*RECORDS FOR THIS EXERCISE*:

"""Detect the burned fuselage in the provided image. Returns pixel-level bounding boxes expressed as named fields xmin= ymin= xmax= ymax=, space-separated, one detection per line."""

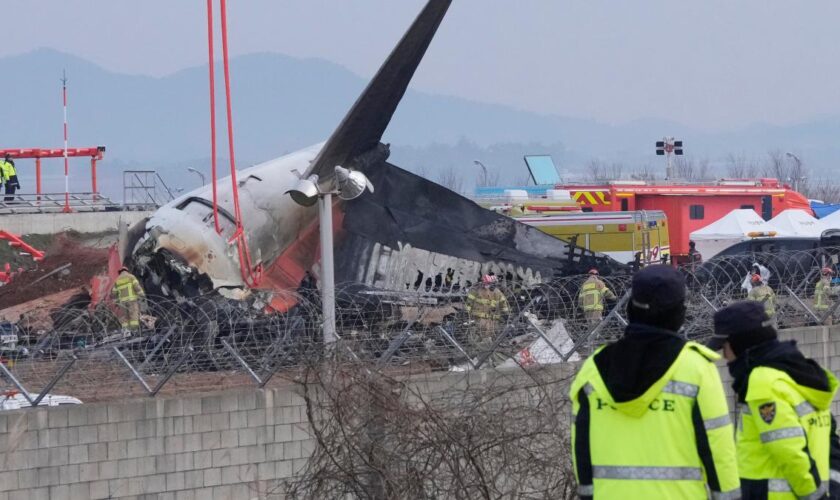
xmin=128 ymin=0 xmax=618 ymax=308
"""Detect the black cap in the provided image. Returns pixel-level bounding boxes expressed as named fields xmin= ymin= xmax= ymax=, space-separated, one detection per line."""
xmin=706 ymin=300 xmax=777 ymax=356
xmin=630 ymin=264 xmax=685 ymax=311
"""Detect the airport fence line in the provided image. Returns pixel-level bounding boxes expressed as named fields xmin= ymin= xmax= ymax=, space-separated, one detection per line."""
xmin=0 ymin=248 xmax=840 ymax=404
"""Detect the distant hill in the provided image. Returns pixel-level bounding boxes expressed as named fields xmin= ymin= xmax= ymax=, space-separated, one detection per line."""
xmin=0 ymin=49 xmax=840 ymax=196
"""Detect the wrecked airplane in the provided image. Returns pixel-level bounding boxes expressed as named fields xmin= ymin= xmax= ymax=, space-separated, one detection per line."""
xmin=126 ymin=0 xmax=622 ymax=309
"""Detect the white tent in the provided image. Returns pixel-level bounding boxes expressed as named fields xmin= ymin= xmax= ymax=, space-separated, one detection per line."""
xmin=770 ymin=209 xmax=828 ymax=238
xmin=689 ymin=209 xmax=790 ymax=260
xmin=820 ymin=210 xmax=840 ymax=229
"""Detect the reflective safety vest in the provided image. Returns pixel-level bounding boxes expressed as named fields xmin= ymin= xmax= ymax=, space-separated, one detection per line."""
xmin=814 ymin=279 xmax=831 ymax=311
xmin=737 ymin=366 xmax=837 ymax=500
xmin=0 ymin=160 xmax=17 ymax=182
xmin=578 ymin=276 xmax=615 ymax=312
xmin=464 ymin=287 xmax=510 ymax=321
xmin=113 ymin=271 xmax=144 ymax=303
xmin=570 ymin=342 xmax=741 ymax=500
xmin=747 ymin=285 xmax=776 ymax=318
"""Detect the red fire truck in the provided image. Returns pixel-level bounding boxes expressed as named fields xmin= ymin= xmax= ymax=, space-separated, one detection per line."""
xmin=557 ymin=178 xmax=813 ymax=262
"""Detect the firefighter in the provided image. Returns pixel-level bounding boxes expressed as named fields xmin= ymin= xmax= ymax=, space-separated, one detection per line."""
xmin=111 ymin=266 xmax=146 ymax=333
xmin=578 ymin=268 xmax=616 ymax=328
xmin=814 ymin=267 xmax=837 ymax=325
xmin=747 ymin=274 xmax=776 ymax=326
xmin=464 ymin=274 xmax=510 ymax=362
xmin=570 ymin=264 xmax=739 ymax=500
xmin=0 ymin=153 xmax=20 ymax=201
xmin=688 ymin=241 xmax=703 ymax=271
xmin=709 ymin=301 xmax=838 ymax=500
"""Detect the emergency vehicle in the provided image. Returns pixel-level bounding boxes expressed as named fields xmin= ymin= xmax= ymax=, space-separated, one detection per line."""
xmin=476 ymin=188 xmax=671 ymax=265
xmin=556 ymin=178 xmax=813 ymax=263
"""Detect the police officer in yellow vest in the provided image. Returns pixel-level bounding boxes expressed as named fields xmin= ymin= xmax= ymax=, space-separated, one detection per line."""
xmin=709 ymin=301 xmax=838 ymax=500
xmin=0 ymin=153 xmax=20 ymax=201
xmin=570 ymin=264 xmax=740 ymax=500
xmin=111 ymin=266 xmax=145 ymax=331
xmin=747 ymin=274 xmax=776 ymax=321
xmin=578 ymin=268 xmax=616 ymax=328
xmin=814 ymin=267 xmax=837 ymax=325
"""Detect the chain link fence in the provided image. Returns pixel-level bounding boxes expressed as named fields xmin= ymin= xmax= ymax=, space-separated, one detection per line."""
xmin=0 ymin=248 xmax=840 ymax=404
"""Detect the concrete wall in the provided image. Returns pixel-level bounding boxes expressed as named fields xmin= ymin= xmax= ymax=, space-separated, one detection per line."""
xmin=0 ymin=326 xmax=840 ymax=500
xmin=0 ymin=211 xmax=151 ymax=234
xmin=0 ymin=389 xmax=313 ymax=500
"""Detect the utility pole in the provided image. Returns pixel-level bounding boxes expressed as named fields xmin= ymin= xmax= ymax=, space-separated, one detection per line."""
xmin=785 ymin=152 xmax=805 ymax=193
xmin=61 ymin=71 xmax=73 ymax=213
xmin=473 ymin=160 xmax=487 ymax=187
xmin=656 ymin=137 xmax=683 ymax=180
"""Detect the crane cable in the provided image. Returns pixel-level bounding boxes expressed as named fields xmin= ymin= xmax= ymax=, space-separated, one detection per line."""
xmin=207 ymin=0 xmax=222 ymax=234
xmin=207 ymin=0 xmax=262 ymax=287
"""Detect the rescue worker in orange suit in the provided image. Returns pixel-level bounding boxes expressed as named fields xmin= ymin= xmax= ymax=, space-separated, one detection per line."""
xmin=464 ymin=274 xmax=510 ymax=362
xmin=570 ymin=264 xmax=740 ymax=500
xmin=708 ymin=301 xmax=840 ymax=500
xmin=111 ymin=266 xmax=146 ymax=333
xmin=814 ymin=267 xmax=837 ymax=325
xmin=578 ymin=268 xmax=616 ymax=328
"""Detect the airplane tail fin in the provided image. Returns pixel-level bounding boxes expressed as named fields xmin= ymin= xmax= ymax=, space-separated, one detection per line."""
xmin=305 ymin=0 xmax=452 ymax=181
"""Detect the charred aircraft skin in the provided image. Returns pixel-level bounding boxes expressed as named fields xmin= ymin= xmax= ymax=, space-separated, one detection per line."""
xmin=127 ymin=0 xmax=622 ymax=308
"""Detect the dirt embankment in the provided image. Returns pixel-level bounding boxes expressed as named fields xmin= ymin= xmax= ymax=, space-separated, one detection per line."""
xmin=0 ymin=234 xmax=108 ymax=310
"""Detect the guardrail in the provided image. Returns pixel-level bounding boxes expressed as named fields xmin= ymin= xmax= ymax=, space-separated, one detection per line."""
xmin=0 ymin=248 xmax=840 ymax=401
xmin=0 ymin=193 xmax=123 ymax=214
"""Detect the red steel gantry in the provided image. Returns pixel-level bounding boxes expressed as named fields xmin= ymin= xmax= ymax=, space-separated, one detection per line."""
xmin=0 ymin=146 xmax=105 ymax=199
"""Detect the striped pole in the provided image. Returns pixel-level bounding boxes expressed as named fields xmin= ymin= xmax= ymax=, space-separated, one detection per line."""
xmin=61 ymin=72 xmax=73 ymax=213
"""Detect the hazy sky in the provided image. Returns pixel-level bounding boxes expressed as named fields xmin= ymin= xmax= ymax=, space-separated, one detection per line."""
xmin=6 ymin=0 xmax=840 ymax=130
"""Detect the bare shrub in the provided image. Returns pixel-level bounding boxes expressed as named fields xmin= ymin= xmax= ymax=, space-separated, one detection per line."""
xmin=285 ymin=354 xmax=575 ymax=499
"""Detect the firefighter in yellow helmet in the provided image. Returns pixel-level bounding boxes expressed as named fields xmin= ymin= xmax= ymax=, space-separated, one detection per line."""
xmin=814 ymin=267 xmax=837 ymax=325
xmin=111 ymin=266 xmax=146 ymax=331
xmin=570 ymin=264 xmax=740 ymax=500
xmin=709 ymin=301 xmax=838 ymax=500
xmin=464 ymin=274 xmax=510 ymax=364
xmin=578 ymin=268 xmax=616 ymax=328
xmin=0 ymin=153 xmax=20 ymax=201
xmin=747 ymin=274 xmax=776 ymax=325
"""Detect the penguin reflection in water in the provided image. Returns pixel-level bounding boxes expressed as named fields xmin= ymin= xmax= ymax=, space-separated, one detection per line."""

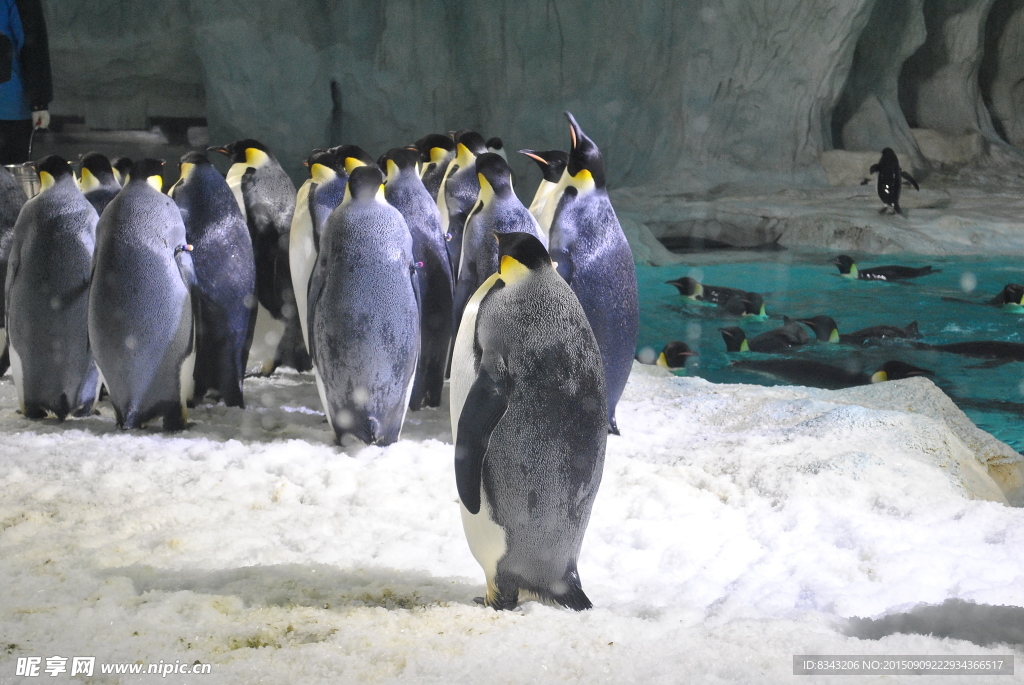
xmin=452 ymin=233 xmax=608 ymax=610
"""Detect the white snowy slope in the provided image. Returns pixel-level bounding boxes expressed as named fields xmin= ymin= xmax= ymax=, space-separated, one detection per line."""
xmin=0 ymin=367 xmax=1024 ymax=685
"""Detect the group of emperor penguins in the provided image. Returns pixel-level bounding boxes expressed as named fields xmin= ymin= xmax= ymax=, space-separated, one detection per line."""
xmin=0 ymin=112 xmax=639 ymax=609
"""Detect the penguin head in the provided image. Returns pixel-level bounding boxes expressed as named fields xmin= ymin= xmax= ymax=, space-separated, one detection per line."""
xmin=343 ymin=164 xmax=384 ymax=204
xmin=797 ymin=314 xmax=839 ymax=343
xmin=564 ymin=112 xmax=604 ymax=188
xmin=496 ymin=233 xmax=554 ymax=283
xmin=519 ymin=149 xmax=569 ymax=183
xmin=78 ymin=153 xmax=114 ymax=192
xmin=328 ymin=145 xmax=377 ymax=174
xmin=206 ymin=138 xmax=273 ymax=168
xmin=111 ymin=157 xmax=134 ymax=186
xmin=833 ymin=255 xmax=856 ymax=275
xmin=655 ymin=340 xmax=699 ymax=369
xmin=128 ymin=158 xmax=164 ymax=191
xmin=380 ymin=147 xmax=420 ymax=182
xmin=476 ymin=153 xmax=512 ymax=204
xmin=416 ymin=133 xmax=455 ymax=164
xmin=871 ymin=359 xmax=935 ymax=383
xmin=665 ymin=275 xmax=703 ymax=299
xmin=36 ymin=155 xmax=73 ymax=190
xmin=719 ymin=326 xmax=749 ymax=352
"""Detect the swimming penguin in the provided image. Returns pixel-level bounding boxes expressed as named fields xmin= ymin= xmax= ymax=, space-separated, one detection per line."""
xmin=89 ymin=159 xmax=196 ymax=430
xmin=384 ymin=147 xmax=454 ymax=412
xmin=453 ymin=153 xmax=545 ymax=344
xmin=729 ymin=359 xmax=935 ymax=390
xmin=797 ymin=314 xmax=921 ymax=345
xmin=519 ymin=149 xmax=569 ymax=237
xmin=79 ymin=153 xmax=121 ymax=214
xmin=207 ymin=138 xmax=309 ymax=375
xmin=833 ymin=255 xmax=942 ymax=281
xmin=870 ymin=147 xmax=921 ymax=214
xmin=719 ymin=318 xmax=810 ymax=352
xmin=550 ymin=112 xmax=640 ymax=435
xmin=111 ymin=157 xmax=135 ymax=187
xmin=308 ymin=165 xmax=420 ymax=445
xmin=170 ymin=153 xmax=256 ymax=408
xmin=4 ymin=156 xmax=99 ymax=421
xmin=416 ymin=133 xmax=455 ymax=203
xmin=437 ymin=131 xmax=487 ymax=279
xmin=452 ymin=233 xmax=607 ymax=610
xmin=0 ymin=165 xmax=27 ymax=376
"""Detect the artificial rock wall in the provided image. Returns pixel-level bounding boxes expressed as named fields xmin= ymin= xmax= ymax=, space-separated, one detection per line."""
xmin=44 ymin=0 xmax=1024 ymax=187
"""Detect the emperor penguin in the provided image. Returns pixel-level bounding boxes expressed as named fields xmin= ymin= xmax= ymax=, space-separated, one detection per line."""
xmin=437 ymin=131 xmax=487 ymax=279
xmin=89 ymin=159 xmax=196 ymax=430
xmin=519 ymin=149 xmax=569 ymax=231
xmin=548 ymin=112 xmax=640 ymax=435
xmin=453 ymin=153 xmax=546 ymax=335
xmin=170 ymin=152 xmax=256 ymax=408
xmin=0 ymin=165 xmax=27 ymax=376
xmin=308 ymin=165 xmax=420 ymax=445
xmin=416 ymin=133 xmax=455 ymax=202
xmin=384 ymin=147 xmax=454 ymax=412
xmin=870 ymin=147 xmax=921 ymax=214
xmin=78 ymin=153 xmax=121 ymax=214
xmin=207 ymin=138 xmax=309 ymax=375
xmin=451 ymin=233 xmax=608 ymax=610
xmin=4 ymin=156 xmax=99 ymax=421
xmin=288 ymin=145 xmax=373 ymax=349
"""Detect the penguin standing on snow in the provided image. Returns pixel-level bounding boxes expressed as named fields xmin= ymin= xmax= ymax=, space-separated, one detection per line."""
xmin=4 ymin=156 xmax=99 ymax=421
xmin=384 ymin=147 xmax=453 ymax=412
xmin=78 ymin=153 xmax=121 ymax=214
xmin=308 ymin=166 xmax=420 ymax=445
xmin=89 ymin=159 xmax=196 ymax=430
xmin=548 ymin=112 xmax=640 ymax=435
xmin=452 ymin=233 xmax=608 ymax=610
xmin=207 ymin=138 xmax=309 ymax=375
xmin=0 ymin=165 xmax=26 ymax=376
xmin=870 ymin=147 xmax=921 ymax=214
xmin=170 ymin=153 xmax=256 ymax=408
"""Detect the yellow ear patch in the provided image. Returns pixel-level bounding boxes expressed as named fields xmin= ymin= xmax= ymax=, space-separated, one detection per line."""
xmin=309 ymin=164 xmax=338 ymax=184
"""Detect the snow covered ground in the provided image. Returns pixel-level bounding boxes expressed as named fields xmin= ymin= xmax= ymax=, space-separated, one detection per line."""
xmin=0 ymin=360 xmax=1024 ymax=684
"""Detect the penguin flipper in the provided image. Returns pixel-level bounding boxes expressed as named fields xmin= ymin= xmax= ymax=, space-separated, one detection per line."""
xmin=455 ymin=365 xmax=509 ymax=514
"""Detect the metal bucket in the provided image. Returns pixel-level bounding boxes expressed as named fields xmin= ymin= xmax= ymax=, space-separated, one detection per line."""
xmin=4 ymin=162 xmax=42 ymax=199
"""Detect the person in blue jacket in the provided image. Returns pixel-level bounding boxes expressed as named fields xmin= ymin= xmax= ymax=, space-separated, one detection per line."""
xmin=0 ymin=0 xmax=53 ymax=164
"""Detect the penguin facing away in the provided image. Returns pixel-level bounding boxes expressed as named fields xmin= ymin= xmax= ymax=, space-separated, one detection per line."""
xmin=384 ymin=147 xmax=453 ymax=412
xmin=89 ymin=159 xmax=196 ymax=430
xmin=171 ymin=152 xmax=256 ymax=408
xmin=548 ymin=112 xmax=640 ymax=435
xmin=0 ymin=165 xmax=27 ymax=376
xmin=4 ymin=156 xmax=99 ymax=421
xmin=452 ymin=233 xmax=607 ymax=610
xmin=308 ymin=166 xmax=420 ymax=445
xmin=78 ymin=153 xmax=121 ymax=214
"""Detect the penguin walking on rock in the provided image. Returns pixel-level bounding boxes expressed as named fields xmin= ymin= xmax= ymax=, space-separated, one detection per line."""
xmin=870 ymin=147 xmax=921 ymax=214
xmin=170 ymin=153 xmax=256 ymax=408
xmin=548 ymin=112 xmax=640 ymax=435
xmin=453 ymin=153 xmax=546 ymax=335
xmin=384 ymin=147 xmax=454 ymax=412
xmin=308 ymin=166 xmax=420 ymax=445
xmin=4 ymin=156 xmax=99 ymax=421
xmin=207 ymin=138 xmax=309 ymax=375
xmin=0 ymin=165 xmax=27 ymax=376
xmin=452 ymin=233 xmax=608 ymax=610
xmin=78 ymin=153 xmax=121 ymax=214
xmin=89 ymin=159 xmax=196 ymax=430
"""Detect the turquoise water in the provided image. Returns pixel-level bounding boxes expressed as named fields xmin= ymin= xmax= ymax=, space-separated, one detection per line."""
xmin=637 ymin=251 xmax=1024 ymax=452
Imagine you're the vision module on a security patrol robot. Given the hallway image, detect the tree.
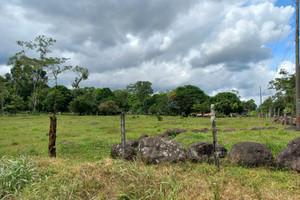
[269,69,296,112]
[99,100,119,115]
[47,58,72,114]
[8,35,63,111]
[0,76,7,115]
[72,66,89,112]
[42,85,72,112]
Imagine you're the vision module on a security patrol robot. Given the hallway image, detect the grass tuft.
[0,156,37,199]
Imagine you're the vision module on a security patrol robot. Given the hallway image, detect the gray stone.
[164,128,187,137]
[126,139,139,148]
[277,137,300,172]
[110,144,136,160]
[138,137,186,164]
[186,142,227,162]
[228,142,275,166]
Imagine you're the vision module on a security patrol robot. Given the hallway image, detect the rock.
[186,142,227,162]
[251,126,264,131]
[138,134,149,142]
[110,144,136,160]
[164,128,187,137]
[126,139,139,148]
[228,142,274,166]
[277,137,300,172]
[223,128,235,132]
[138,137,186,164]
[267,126,278,129]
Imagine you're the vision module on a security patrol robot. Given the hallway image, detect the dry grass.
[0,116,300,200]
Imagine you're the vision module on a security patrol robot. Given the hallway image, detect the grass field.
[0,115,300,199]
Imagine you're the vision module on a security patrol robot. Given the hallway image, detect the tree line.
[0,36,257,116]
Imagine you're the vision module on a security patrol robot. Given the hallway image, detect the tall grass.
[0,156,37,199]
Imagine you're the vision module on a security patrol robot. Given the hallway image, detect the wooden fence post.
[210,104,220,168]
[48,114,56,157]
[121,112,125,158]
[284,110,287,128]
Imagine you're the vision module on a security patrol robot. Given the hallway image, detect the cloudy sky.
[0,0,295,103]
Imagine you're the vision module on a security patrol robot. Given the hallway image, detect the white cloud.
[0,0,294,104]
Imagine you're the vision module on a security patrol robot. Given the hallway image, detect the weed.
[0,156,37,199]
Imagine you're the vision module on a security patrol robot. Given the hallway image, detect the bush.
[0,156,37,199]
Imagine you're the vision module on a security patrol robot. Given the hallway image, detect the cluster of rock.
[111,135,227,164]
[111,130,300,171]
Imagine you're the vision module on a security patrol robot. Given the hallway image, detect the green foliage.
[0,156,37,199]
[42,85,72,112]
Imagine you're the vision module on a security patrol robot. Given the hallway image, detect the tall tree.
[72,66,89,112]
[47,58,72,114]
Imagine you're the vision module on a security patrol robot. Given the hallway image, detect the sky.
[0,0,295,104]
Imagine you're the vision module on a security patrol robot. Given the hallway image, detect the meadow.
[0,115,300,199]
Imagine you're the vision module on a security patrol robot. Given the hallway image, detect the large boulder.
[277,137,300,172]
[110,144,136,160]
[164,128,187,137]
[126,139,139,148]
[186,142,227,162]
[138,137,186,164]
[228,142,275,166]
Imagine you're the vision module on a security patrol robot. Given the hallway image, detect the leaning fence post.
[210,104,220,168]
[48,114,56,157]
[284,110,287,128]
[121,112,125,158]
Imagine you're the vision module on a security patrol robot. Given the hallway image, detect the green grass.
[0,115,300,199]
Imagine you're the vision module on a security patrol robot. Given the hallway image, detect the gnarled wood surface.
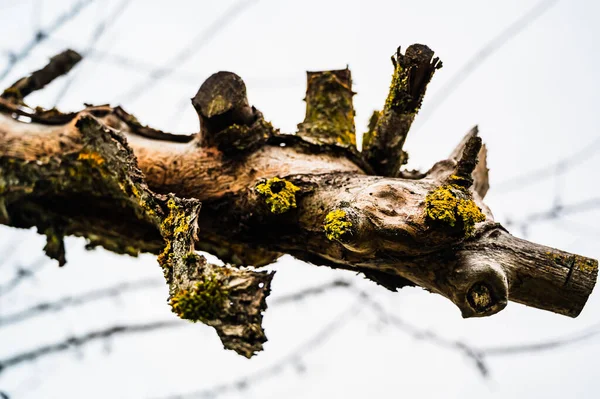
[0,45,598,356]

*SHORT TASK*: Copy out the lines of the records above without any change, from the line containing "the grass tuft." through the line containing "[111,130,300,171]", both included.

*RESPONSE FOR THIS EXERCISE*:
Imagine you're the vision module on a security patrol robot. Given the hallway image, detect the grass tuft.
[0,156,37,199]
Imagine you're the vision module on a security patrol robot. Given the hallway image, detect the gray stone.
[164,128,187,137]
[126,139,139,148]
[277,137,300,172]
[110,144,136,160]
[138,137,186,164]
[186,142,227,162]
[228,142,275,166]
Imagine you're the vision module on a security patrol robot. Given the hallway image, detect the rock.
[186,142,227,162]
[251,126,264,131]
[138,134,149,142]
[110,144,136,160]
[164,128,187,137]
[126,139,139,148]
[228,142,274,166]
[277,137,300,172]
[223,128,235,132]
[138,137,186,164]
[267,126,278,129]
Imagine you're the vision module on a security patrol robot. Given the hallway image, detect the dry grass.
[0,116,300,200]
Imagine you're the vision module on a security patrol robot. Given the hallway image, detect the grass field.
[0,115,300,199]
Imagine you're the vision module on a security patrol robot. Given the hallway image, detect the tree line.
[0,36,257,116]
Imagine you're the vision module on a security patrol robot. Given the hallway image, detect the tall grass.
[0,156,37,199]
Imagine you're the vision module on a security patrol robot. Given the hallway image, detect the wooden fence post.
[210,104,220,168]
[48,114,56,157]
[121,112,125,158]
[284,110,287,128]
Imagine you're the vision module on a security patrol robot. Given the hallway image, detect the cloudy sky.
[0,0,295,103]
Imagine you're the vision module on a security patrol robot. Given the hallway image, detect the white cloud.
[0,0,294,104]
Imagine you're the vision module on a security patrol robot. Given the hallway image, detect the weed.
[0,156,37,199]
Imagine you're the vision module on a security patrol robot. Given the hallway image, detect the bush.
[0,156,37,199]
Imagine you're the vision module on a security patrol robot. Given the hallway image, detect the cluster of rock.
[111,135,227,164]
[111,130,300,171]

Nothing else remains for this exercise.